**OPDRACHT:** Schrijf het gedeelte van de tekst over doorgiften van persoonsgegevens letterlijk over, beginnend bij "Ga naar hoofdinhoud" en doorlopend tot en met "niet wordt ondermijnd.".

**OEFENTEKST:**
══════════

Ga naar hoofdinhoud

Artikel 44 - Algemeen beginsel inzake doorgiften

Artikel 44 - Algemeen beginsel inzake doorgiften

Persoonsgegevens die worden verwerkt of die zijn bestemd om na doorgifte aan een derde land of een internationale organisatie te worden verwerkt, mogen slechts worden doorgegeven indien, onverminderd de overige bepalingen van deze verordening, de verwerkingsverantwoordelijke en de verwerker aan de in dit hoofdstuk neergelegde voorwaarden hebben voldaan; dit geldt ook voor verdere doorgiften van persoonsgegevens vanuit het derde land of een internationale organisatie aan een ander derde land of een andere internationale organisatie. Alle bepalingen van dit hoofdstuk worden toegepast opdat het door deze verordening voor natuurlijke personen gewaarborgde beschermingsniveau niet wordt ondermijnd.

Overwegingen

(101) Algemene beginselen inzake doorgiften
Verkeer van persoonsgegevens van en naar landen buiten de Unie en internationale organisaties is noodzakelijk voor de ontwikkeling van het internationale handelsverkeer en de internationale samenwerking. De groei van dit verkeer brengt nieuwe uitdagingen en aandachtspunten met zich voor de bescherming van persoonsgegevens. Wanneer persoonsgegevens echter van de Unie aan verwerkingsverantwoordelijken, verwerkers of andere ontvangers in derde landen of internationale organisaties worden doorgegeven, mag dit niet ten koste gaan van het beschermingsniveau waarvan natuurlijke personen in de Unie door deze verordening verzekerd zijn, ook in gevallen van verdere doorgiften van persoonsgegevens van het derde land of de internationale organisatie aan verwerkingsverantwoordelijken, verwerkers in hetzelfde of een ander derde land of in dezelfde of een andere internationale organisatie. Doorgifte aan derde landen en internationale organisaties mag in ieder geval alleen plaatsvinden in volledige overeenstemming met deze verordening. Een doorgifte kan alleen plaatsvinden indien de verwerkingsverantwoordelijke of de verwerker, onder voorbehoud van de andere bepalingen van deze verordening, de bepalingen van deze verordening met betrekking tot de doorgifte van persoonsgegevens aan derde landen of internationale organisaties naleeft.

══════════

**GEGEVEN ITEMS:**
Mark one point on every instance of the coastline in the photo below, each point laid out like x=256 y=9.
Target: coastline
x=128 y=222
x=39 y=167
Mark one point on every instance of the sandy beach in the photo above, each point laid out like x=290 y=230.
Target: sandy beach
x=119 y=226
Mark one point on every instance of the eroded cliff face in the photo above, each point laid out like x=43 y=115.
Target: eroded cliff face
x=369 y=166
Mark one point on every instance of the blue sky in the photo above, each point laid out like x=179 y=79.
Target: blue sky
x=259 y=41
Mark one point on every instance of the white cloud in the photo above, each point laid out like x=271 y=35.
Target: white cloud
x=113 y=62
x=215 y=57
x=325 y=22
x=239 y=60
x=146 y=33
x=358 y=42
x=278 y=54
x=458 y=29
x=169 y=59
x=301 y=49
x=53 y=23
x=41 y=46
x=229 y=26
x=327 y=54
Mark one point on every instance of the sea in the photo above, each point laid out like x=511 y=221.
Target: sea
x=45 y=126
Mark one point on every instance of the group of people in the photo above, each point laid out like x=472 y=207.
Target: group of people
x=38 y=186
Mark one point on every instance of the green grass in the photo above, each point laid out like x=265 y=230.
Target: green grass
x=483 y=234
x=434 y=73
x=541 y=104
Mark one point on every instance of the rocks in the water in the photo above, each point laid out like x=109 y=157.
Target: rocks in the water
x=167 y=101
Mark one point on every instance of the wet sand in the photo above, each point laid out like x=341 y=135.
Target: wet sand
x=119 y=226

══════════

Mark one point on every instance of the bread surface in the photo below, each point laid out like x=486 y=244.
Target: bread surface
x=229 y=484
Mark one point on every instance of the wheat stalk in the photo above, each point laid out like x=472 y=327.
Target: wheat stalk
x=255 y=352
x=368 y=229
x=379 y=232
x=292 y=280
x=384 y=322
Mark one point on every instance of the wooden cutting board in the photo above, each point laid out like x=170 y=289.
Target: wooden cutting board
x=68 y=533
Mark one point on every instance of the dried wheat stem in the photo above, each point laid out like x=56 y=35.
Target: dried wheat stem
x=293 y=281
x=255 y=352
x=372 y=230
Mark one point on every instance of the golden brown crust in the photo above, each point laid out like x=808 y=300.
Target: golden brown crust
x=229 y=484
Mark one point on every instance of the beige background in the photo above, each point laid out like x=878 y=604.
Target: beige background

══════════

**ANTWOORD:**
Ga naar hoofdinhoud

Artikel 44 - Algemeen beginsel inzake doorgiften

Artikel 44 - Algemeen beginsel inzake doorgiften

Persoonsgegevens die worden verwerkt of die zijn bestemd om na doorgifte aan een derde land of een internationale organisatie te worden verwerkt, mogen slechts worden doorgegeven indien, onverminderd de overige bepalingen van deze verordening, de verwerkingsverantwoordelijke en de verwerker aan de in dit hoofdstuk neergelegde voorwaarden hebben voldaan; dit geldt ook voor verdere doorgiften van persoonsgegevens vanuit het derde land of een internationale organisatie aan een ander derde land of een andere internationale organisatie. Alle bepalingen van dit hoofdstuk worden toegepast opdat het door deze verordening voor natuurlijke personen gewaarborgde beschermingsniveau niet wordt ondermijnd.